Document extract →

New Glarus is no less than a brewing unicorn, one perfect specimen of a brewery that opened at the right time, in the right place, for the right people, in the right beer-drinking culture, with the right beers. Still, somehow, beyond the borders of America’s Dairyland, it’s barely a blip on the radar. It is a hype vacuum, with a ’90s-era website and no major social media footprint (it only just joined Twitter last year when a gift shop worker asked if it could start one) for simply being the best damn brewery in Wisconsin.

And yet, there isn’t just the one New Glarus Brewing Company. Philosophically, there are actually two.

One is the New Glarus every Wisconsin resident knows; the brewery that makes the wonderfully fluffy farmhouse ale Spotted Cow and picture-perfect pale ale Moon Man. The brewery that makes the beers that are available at every pizza tavern and gas station beer cave and convenience store cooler in Wisconsin.

The Two New Glarus-es: Viewing a Unicorn Brewery From Beyond Wisconsin’s Borders

This second, smaller but still powerful New Glarus is the one that exists in the minds of the residents of bordering states like Illinois, Iowa, and Minnesota. The New Glarus that’s just out of reach for the day-to-day drinker, the brewery that makes thousands of barrels of beer per year just for the people across an invisible line on the ground. On that side, they get all they want. It’s explicitly just for them. Over here on the other side? We beg for them to branch out beyond Wisconsin, and co-owner Deb Carey looks back and whispers, “No.”

Ubiquitous though it may be to the residents within the Cheddar Curtain, this version of New Glarus is adored, desired, and mythologized well beyond the boundaries of a normal brewery. Tell a beer drinker from Chicago that you’re driving to Indiana or Michigan and they’ll say, “Have a nice time.” Tell someone from Chicago that you’re going to be in Wisconsin for 15 minutes that afternoon and they’ll say, “Can you pick me up some Staghorn? And a 12-pack of Two Women? And some Totally Naked if you have room?”

Name another brewery with that kind of power. If you think any beer’s scarcity hype is unjustified in 2021, know that some of America’s original hype beers call the rolling hills of Southwest Wisconsin their home.

How do I know this? Because I, a born-and-raised Chicagoland-ian (western suburbs through my early 20s and 15 years in the city proper) am an admitted, avowed New Glarus acolyte. I have made trips to the Woodman’s grocery store in Kenosha, Wis., for the express purpose of purchasing New Glarus beer and I have dragged my wife to the New Glarus beer garden on my birthday as though it were a pilgrimage. I have raved as much about their simply perfect Zwickelbier and Fat Squirrel as I have about their richly complex Oud Bruin and their Scream IIPA, which somehow tastes magically like an Orange Crush in beer form.

So when I tell you that New Glarus is, to some beer drinkers around the Great Lakes states, just a bit akin to a cult, know that I tell you from a place of relative confidence.

Am I the outlier? Is my taste for inaccessible beer skewing my impressions of what the brewery means to people beyond the Wisconsin state line?

Items stored from a collection:
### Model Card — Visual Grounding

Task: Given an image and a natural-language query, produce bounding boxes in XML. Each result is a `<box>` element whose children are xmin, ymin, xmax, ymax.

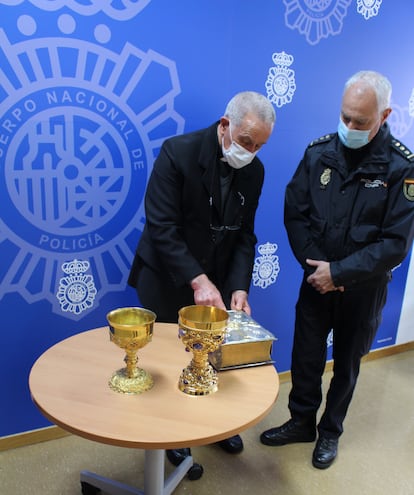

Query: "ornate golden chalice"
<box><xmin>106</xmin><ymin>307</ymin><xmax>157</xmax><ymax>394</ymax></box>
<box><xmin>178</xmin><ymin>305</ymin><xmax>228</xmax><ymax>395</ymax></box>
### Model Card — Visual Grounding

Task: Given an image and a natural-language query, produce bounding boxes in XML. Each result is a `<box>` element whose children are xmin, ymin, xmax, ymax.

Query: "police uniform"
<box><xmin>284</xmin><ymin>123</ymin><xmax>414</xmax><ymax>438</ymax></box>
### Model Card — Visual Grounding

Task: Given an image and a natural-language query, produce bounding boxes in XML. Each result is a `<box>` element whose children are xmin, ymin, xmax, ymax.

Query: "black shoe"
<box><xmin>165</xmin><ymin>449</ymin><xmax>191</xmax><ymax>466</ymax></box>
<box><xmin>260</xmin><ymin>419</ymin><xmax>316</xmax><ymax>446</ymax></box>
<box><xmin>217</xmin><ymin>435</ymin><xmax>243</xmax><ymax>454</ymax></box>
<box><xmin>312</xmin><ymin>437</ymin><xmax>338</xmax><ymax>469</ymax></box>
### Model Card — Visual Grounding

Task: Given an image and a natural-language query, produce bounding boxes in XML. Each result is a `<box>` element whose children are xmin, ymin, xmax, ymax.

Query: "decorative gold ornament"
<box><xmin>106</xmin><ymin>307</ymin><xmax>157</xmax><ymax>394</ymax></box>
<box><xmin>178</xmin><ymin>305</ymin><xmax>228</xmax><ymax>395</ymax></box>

Your tasks →
(1) Please update the New Glarus text. Write out everything from "New Glarus is no" down to "are actually two." again, with "Twitter" changed to "Instagram".
(2) Translate this sentence from the New Glarus text into Spanish: "Name another brewery with that kind of power."

Solutions to each task →
(1)
New Glarus is no less than a brewing unicorn, one perfect specimen of a brewery that opened at the right time, in the right place, for the right people, in the right beer-drinking culture, with the right beers. Still, somehow, beyond the borders of America’s Dairyland, it’s barely a blip on the radar. It is a hype vacuum, with a ’90s-era website and no major social media footprint (it only just joined Instagram last year when a gift shop worker asked if it could start one) for simply being the best damn brewery in Wisconsin.

And yet, there isn’t just the one New Glarus Brewing Company. Philosophically, there are actually two.

(2) Nombra otra cervecería con ese tipo de poder.